Below are some records; give them all again exactly, but not the pictures.

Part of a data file
━━━━━━━━━━━━━━━━
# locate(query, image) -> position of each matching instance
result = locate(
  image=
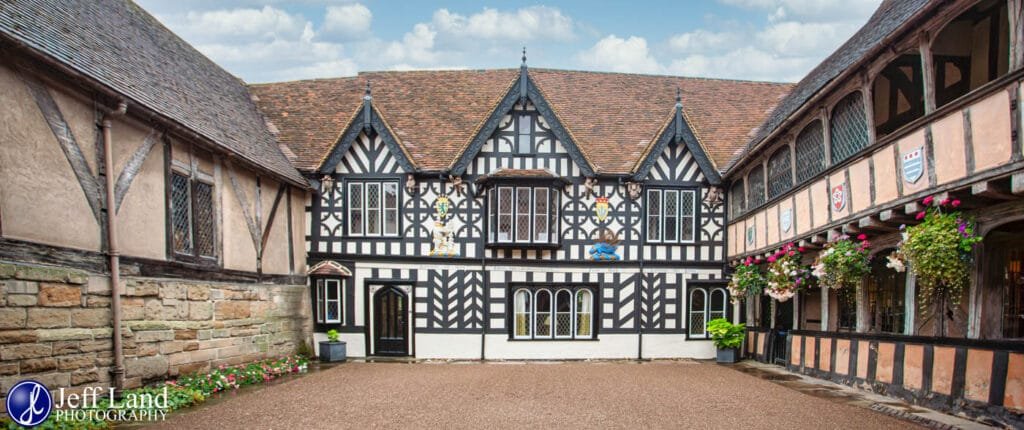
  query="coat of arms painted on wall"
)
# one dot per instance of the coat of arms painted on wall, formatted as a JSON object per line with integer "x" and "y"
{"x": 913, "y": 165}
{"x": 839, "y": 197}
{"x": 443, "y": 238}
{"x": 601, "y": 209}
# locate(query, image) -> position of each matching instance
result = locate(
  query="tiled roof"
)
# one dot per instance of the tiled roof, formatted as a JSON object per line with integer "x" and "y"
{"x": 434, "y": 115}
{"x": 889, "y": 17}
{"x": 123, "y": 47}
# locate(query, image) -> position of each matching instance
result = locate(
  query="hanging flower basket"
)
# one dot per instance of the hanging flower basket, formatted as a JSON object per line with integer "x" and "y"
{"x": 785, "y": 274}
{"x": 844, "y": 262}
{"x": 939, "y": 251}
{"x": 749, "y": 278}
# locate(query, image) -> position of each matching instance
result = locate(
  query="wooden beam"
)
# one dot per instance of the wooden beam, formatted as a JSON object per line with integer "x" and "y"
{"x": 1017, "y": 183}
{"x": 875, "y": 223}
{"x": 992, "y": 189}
━━━━━━━━━━━━━━━━
OUTPUT OF THE TASK
# locate(query, image) -> position of each matching instance
result = locate(
  image=
  query="coat of arms painted on wall"
)
# one dot per instance of the coat of arms painted on wall, formatted as a JSON object per line with integer "x" and "y"
{"x": 913, "y": 165}
{"x": 839, "y": 197}
{"x": 443, "y": 238}
{"x": 601, "y": 209}
# locate(query, image) -> position of each matching instance
result = locate(
  query="tiled roof"
)
# one dot per instance of the tiled roof, formatted as a JSON object per line with integer "x" and "y"
{"x": 434, "y": 115}
{"x": 889, "y": 17}
{"x": 123, "y": 47}
# locate(query, image) -> position of each matching instance
result = locate(
  query="hanging flower basket"
)
# one dot per instance of the hanging flower basket, formatted as a JSON object per line with integer "x" and "y"
{"x": 785, "y": 274}
{"x": 844, "y": 262}
{"x": 939, "y": 251}
{"x": 749, "y": 278}
# locate(query, image) -> position of each matching instance
result = locate(
  query="wooden beam"
)
# one dot per instance of the wooden beam, formatted as a JSON object per line with integer "x" and "y"
{"x": 1017, "y": 183}
{"x": 875, "y": 223}
{"x": 992, "y": 189}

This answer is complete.